**Task inputs**

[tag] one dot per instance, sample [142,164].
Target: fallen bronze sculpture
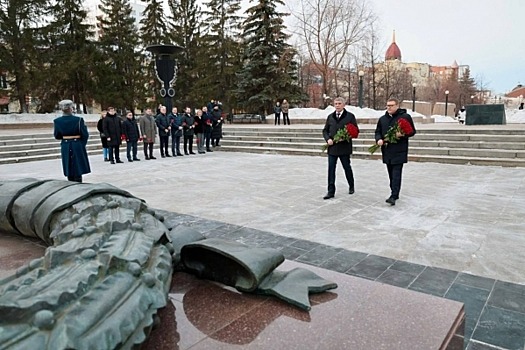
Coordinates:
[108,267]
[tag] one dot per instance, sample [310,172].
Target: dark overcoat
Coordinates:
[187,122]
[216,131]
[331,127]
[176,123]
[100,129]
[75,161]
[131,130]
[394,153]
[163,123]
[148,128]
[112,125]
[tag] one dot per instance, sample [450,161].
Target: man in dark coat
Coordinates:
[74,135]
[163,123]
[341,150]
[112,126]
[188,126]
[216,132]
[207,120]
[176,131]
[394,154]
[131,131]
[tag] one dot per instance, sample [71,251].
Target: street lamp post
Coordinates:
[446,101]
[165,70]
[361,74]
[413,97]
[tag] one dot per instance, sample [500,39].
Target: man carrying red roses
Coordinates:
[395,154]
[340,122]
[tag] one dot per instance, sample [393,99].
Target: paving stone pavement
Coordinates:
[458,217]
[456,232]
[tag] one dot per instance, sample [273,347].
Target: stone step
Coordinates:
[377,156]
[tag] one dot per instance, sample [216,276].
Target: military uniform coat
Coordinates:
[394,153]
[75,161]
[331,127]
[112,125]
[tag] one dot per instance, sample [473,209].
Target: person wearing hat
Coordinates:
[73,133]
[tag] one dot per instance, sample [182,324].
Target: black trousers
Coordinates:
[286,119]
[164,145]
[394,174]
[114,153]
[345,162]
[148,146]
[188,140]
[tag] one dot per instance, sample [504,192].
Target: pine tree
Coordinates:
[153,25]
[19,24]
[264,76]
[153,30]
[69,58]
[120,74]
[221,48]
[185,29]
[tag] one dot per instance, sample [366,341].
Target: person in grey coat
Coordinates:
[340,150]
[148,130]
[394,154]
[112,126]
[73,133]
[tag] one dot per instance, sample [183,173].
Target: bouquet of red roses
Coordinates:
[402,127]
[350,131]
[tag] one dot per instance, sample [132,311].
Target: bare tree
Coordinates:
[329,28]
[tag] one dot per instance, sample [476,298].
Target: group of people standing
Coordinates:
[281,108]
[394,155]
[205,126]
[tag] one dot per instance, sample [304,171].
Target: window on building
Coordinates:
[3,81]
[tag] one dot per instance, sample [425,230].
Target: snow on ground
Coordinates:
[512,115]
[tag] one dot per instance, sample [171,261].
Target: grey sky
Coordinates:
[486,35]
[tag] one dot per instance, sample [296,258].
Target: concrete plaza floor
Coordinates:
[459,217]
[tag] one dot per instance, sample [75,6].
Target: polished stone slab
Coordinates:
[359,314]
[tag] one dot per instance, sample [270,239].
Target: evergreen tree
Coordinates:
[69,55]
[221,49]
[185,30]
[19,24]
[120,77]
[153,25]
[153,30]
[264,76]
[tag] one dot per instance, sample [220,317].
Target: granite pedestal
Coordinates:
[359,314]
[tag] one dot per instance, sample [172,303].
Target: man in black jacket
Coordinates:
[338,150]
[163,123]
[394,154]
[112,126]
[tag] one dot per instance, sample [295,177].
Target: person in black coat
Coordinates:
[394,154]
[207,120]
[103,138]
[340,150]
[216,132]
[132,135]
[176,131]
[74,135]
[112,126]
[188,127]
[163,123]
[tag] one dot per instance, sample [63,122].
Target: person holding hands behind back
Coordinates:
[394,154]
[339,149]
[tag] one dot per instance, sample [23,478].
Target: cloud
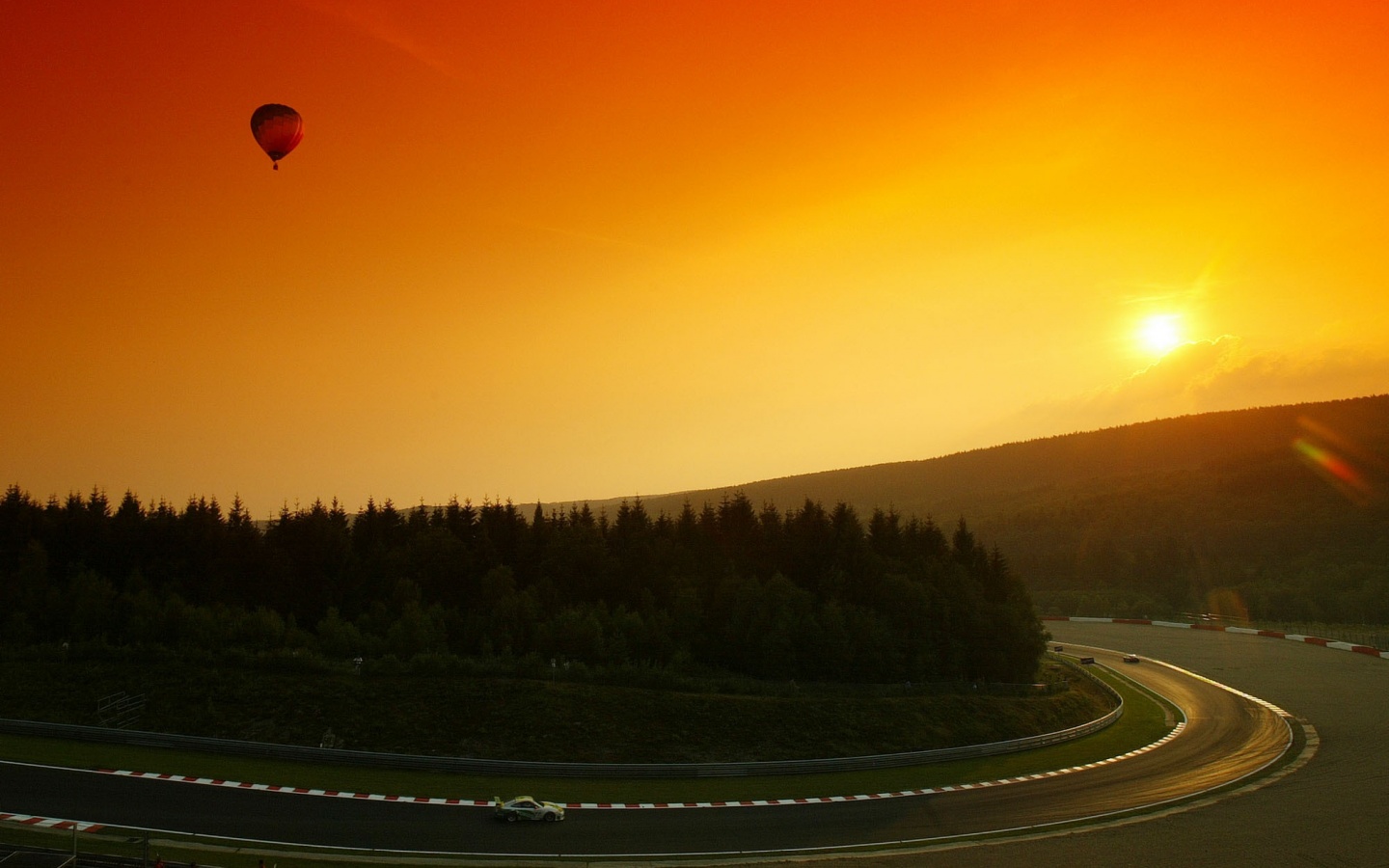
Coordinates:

**Problem details**
Rewrite all of the entries above, changing every "Target" to "Object" and leaving everything else as it is. Omit the pictures from your answer.

**Worked answer**
[tag] one dot per instance, sample [142,164].
Object: fallen bronze sculpture
Coordinates:
[108,267]
[tag] one dot per instance, sample [310,172].
Object: dark overcoat
Coordinates:
[187,122]
[216,131]
[331,127]
[176,123]
[100,129]
[75,161]
[131,130]
[394,153]
[163,123]
[148,128]
[112,125]
[tag] one dot per instance, sample [450,161].
Object: man in dark coat
Coordinates:
[74,135]
[163,123]
[341,150]
[112,126]
[188,126]
[216,132]
[207,120]
[176,131]
[394,154]
[131,131]
[tag] one dot per instance, sample [71,251].
Object: street lamp post
Coordinates:
[446,101]
[165,70]
[361,74]
[413,97]
[tag] one dot per instance, sample [500,39].
Object: man carrying red roses
Coordinates:
[395,154]
[340,122]
[tag] one dot per instance, sample [393,99].
Object: paving stone pavement
Coordinates:
[458,217]
[456,232]
[tag] one dot per instance, sample [273,347].
Object: stone step
Coordinates:
[377,156]
[tag] one dot per instance, sample [216,276].
Object: military uniform coat
Coordinates:
[394,153]
[75,161]
[331,127]
[112,125]
[tag] one dot per instance, sample [473,209].
Object: person wearing hat
Coordinates:
[73,133]
[tag] one dot per instance, sample [182,324].
Object: black trousers
Coordinates:
[286,119]
[164,145]
[394,174]
[114,153]
[345,162]
[148,146]
[188,140]
[tag] one dot per instance, sample [504,192].
Object: pine tree
Coordinates:
[153,25]
[19,24]
[264,76]
[153,30]
[69,58]
[120,74]
[221,48]
[185,29]
[tag] one dot per instance, sample [366,341].
Object: person in grey coat
Coordinates:
[340,150]
[148,130]
[394,154]
[112,126]
[73,133]
[tag] one dot per instance, sample [183,173].
Object: bouquet of red roses
Coordinates:
[402,127]
[350,131]
[tag] one dot per instance, sample [132,311].
Object: bare tree
Coordinates:
[329,28]
[tag] one dot per instance, sample [476,298].
Object: group of people standing
Coordinates:
[281,108]
[394,155]
[205,126]
[tag] one dot per instance, sample [304,171].
Object: window on building
Coordinates:
[3,81]
[tag] one dot per instance, sample [425,230].
Object: snow on ground
Coordinates:
[512,115]
[tag] one dot per instance, sample [171,261].
Object: grey sky
Coordinates:
[486,35]
[tag] one dot per instance, sample [296,258].
Object: concrete plaza floor
Coordinates:
[459,217]
[tag] one dot per instance, sample [75,6].
Object: polished stone slab
Coordinates:
[359,314]
[tag] one dot per instance, sample [270,239].
Object: evergreen tree
Coordinates:
[69,55]
[221,49]
[185,30]
[19,24]
[120,77]
[153,25]
[153,30]
[264,76]
[tag] one dot per instance, sample [220,317].
Object: granite pedestal
Coordinates:
[359,314]
[tag] one dot per instance, sample [172,303].
Object: man in black jacket
Coordinates:
[338,150]
[163,123]
[394,154]
[112,126]
[tag] one dot per instance, sample [295,177].
Object: person in black coat
Coordinates:
[394,154]
[207,120]
[103,138]
[340,150]
[216,132]
[132,135]
[176,131]
[74,135]
[112,126]
[188,127]
[163,123]
[tag] one dot per instance, sample [63,122].
Object: person holding hands behind back
Coordinates:
[394,154]
[339,149]
[tag] one dot per instance, sample [23,478].
Object: cloud
Coordinates:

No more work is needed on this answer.